## Stated exercise 1
According to the SiM3D benchmark page, how many top-venue papers on industrial anomaly detection appeared in the five years after MVTec AD was released?
## Stated exercise 2
On the SiM3D page, rewrite the part that opens with the words containing "Industrial anomaly detection" and closes with "an Anomaly Volume.", changing "defects" to "flaws".
## Stated exercise 3
Write the next part of the SiM3D benchmark page, picking up after its last sentence.
*** Excerpt provided ***
Skip to content

SiM3D: Single-Instance Multiview Multimodal and Multisetup 3D Anomaly Detection Benchmark

Conference: ICCV 2025 arXiv: 2506.21549 Code: alex-costanzino/SiM3D Area: 3D Vision Keywords: 3D anomaly detection, multiview, multimodal, single-instance, anomaly volume, synthetic-to-real

TL;DR

This paper introduces SiM3D, the first benchmark for multiview multimodal 3D anomaly detection and segmentation targeting single-instance industrial scenarios. It employs industrial-grade sensors to acquire high-resolution data, replaces 2D anomaly maps with voxelized Anomaly Volumes, and is the first benchmark to support cross-domain synthetic-to-real evaluation.

Background & Motivation

Industrial anomaly detection (ADS) has experienced rapid growth since the release of MVTec AD (172 top-venue papers within five years), yet existing benchmarks leave two critical industrial pain points unresolved:

2D anomaly maps are insufficient for 3D localization: Existing benchmarks (MVTec AD/3D-AD, etc.) produce 2D anomaly maps from a single viewpoint. Industrial automation, however, requires precise 3D localization of defects for automated repair, necessitating multi-view observation and anomaly score prediction within a 3D voxel grid—i.e., an Anomaly Volume.

Multi-instance training data collection is costly and unnecessary: Existing benchmarks require multiple training samples to capture normal-instance variability. In manufacturing, objects are highly consistent (replicated from the same CAD prototype), so a single normal instance contains all information needed for detection. Moreover, recollecting large datasets after a production line changeover is prohibitively time-consuming.
*** Provided data ***
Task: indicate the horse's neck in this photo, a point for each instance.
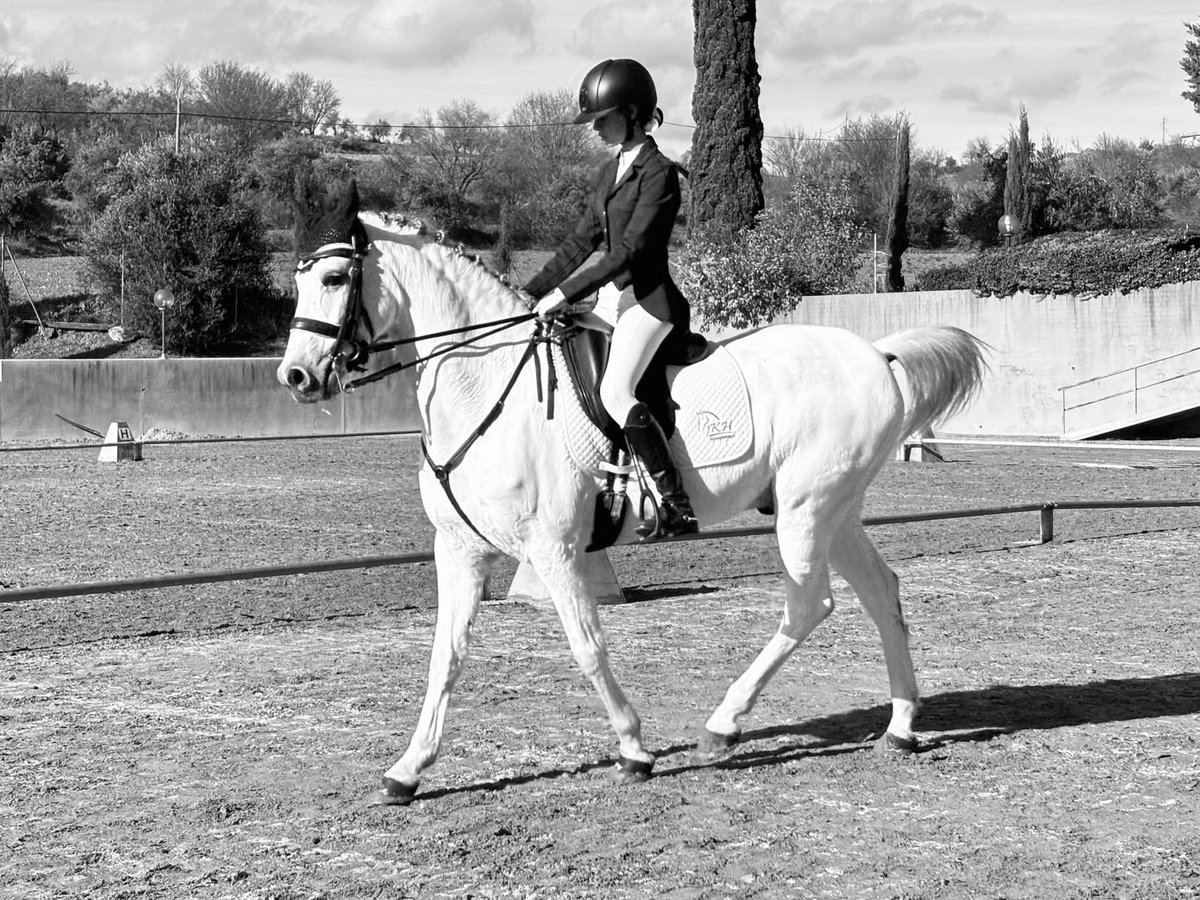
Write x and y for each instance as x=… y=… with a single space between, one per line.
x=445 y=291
***
## Exercise response 1
172 papers.

## Exercise response 2
Industrial anomaly detection (ADS) has experienced rapid growth since the release of MVTec AD (172 top-venue papers within five years), yet existing benchmarks leave two critical industrial pain points unresolved:

2D anomaly maps are insufficient for 3D localization: Existing benchmarks (MVTec AD/3D-AD, etc.) produce 2D anomaly maps from a single viewpoint. Industrial automation, however, requires precise 3D localization of flaws for automated repair, necessitating multi-view observation and anomaly score prediction within a 3D voxel grid—i.e., an Anomaly Volume.

## Exercise response 3
The synthetic-to-real gap is unexplored: No prior ADS benchmark has investigated cross-domain generalization from CAD-rendered synthetic training data to real-object testing—a setup of high practical value in industry.

Core insight: The paradigm shift from 2D anomaly maps to 3D Anomaly Volumes, combined with single-instance training and synthetic-to-real evaluation, better reflects real industrial requirements. SiM3D addresses this gap through industrial-grade sensors and a carefully designed acquisition pipeline.

Method

Overall Architecture

SiM3D contributes a benchmark and adapts existing methods rather than proposing a new algorithm. The framework comprises four core components:

(1) Data Acquisition - Sensor: ZEISS Atos Q industrial 3D scanner (stereo pair of 12 Mpx grayscale cameras + light projector) mounted on a high-precision industrial robot arm. - Acquisition: Each object is scanned 360°, covering 12–36 viewpoints sampled from a concentric hemisphere. - Output per viewpoint: grayscale image (\(4096 \times 3000\) px), point cloud (~7 M points, 0.04–0.15 mm spacing), and known pose; each scan also provides an integrated mesh.

(2) Synthetic Data Generation

Blender's Python API is used to render synthetic data consistent with the real acquisition: - The real reference mesh is aligned to the CAD model. - The Cycles path-tracing renderer renders from the same viewpoints. - RGB images are converted to grayscale to match the real sensor. - Depth maps are back-projected to 3D point clouds.

(3) Anomaly Creation

Three defect categories are manually introduced into purchased objects: - Appearance anomalies: paint modifications, scratches. - Geometric anomalies: dents, deformations. - Mixed anomalies: contaminants (affecting both appearance and geometry).

For each object category, 50% of instances are kept defect-free and 50% are defective.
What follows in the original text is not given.